Start Data entries

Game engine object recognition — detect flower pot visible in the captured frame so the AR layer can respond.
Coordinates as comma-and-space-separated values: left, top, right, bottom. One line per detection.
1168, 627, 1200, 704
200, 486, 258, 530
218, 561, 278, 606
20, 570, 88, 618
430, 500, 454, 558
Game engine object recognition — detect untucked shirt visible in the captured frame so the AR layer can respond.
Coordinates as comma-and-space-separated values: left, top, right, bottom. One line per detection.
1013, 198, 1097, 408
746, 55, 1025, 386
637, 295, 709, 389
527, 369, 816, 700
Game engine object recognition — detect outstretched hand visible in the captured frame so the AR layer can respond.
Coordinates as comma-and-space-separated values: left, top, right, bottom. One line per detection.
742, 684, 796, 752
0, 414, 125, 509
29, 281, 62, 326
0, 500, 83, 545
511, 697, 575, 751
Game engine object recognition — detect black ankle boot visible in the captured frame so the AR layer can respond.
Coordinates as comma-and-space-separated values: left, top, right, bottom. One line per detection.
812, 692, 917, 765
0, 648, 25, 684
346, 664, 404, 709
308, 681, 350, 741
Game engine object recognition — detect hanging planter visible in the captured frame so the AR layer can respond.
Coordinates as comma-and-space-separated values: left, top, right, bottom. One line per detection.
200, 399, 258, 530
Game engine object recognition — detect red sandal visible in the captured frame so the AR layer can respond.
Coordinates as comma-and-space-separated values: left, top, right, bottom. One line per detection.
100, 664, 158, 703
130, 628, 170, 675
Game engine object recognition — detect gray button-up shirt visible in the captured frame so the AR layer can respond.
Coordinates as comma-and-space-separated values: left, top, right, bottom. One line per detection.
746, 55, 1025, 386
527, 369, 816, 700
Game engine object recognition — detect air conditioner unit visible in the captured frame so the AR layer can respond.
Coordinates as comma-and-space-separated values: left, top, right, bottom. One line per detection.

End Data entries

> _Work to be completed_
Could you copy every line from the one containing "Game engine object recognition — detect red" through the end of the records, requests included, with each coordinate in the answers multiplied by 2.4 and rounded to a whole number (halves rounded up)?

> _Answer for this exercise_
Game engine object recognition — detect red sandal visible in the captured frame so the AR layer can respond.
Coordinates as comma-and-space-separated values: left, top, right, bottom. One line per detection.
240, 1594, 379, 1687
312, 1507, 408, 1620
Game engine object recognition — detect gray button-up shirt visible in the captured frame so the AR layer can respond.
Coordinates as comma-and-space-separated values: left, top, right, bottom. One line per detection.
1790, 132, 2460, 926
1265, 886, 1958, 1680
Game engine object recognition — detect air conditioner unit visible in the captured frame so the AR layer can respond.
Coordinates as comma-and-space-separated values: left, top, right, bottom. One line per detection.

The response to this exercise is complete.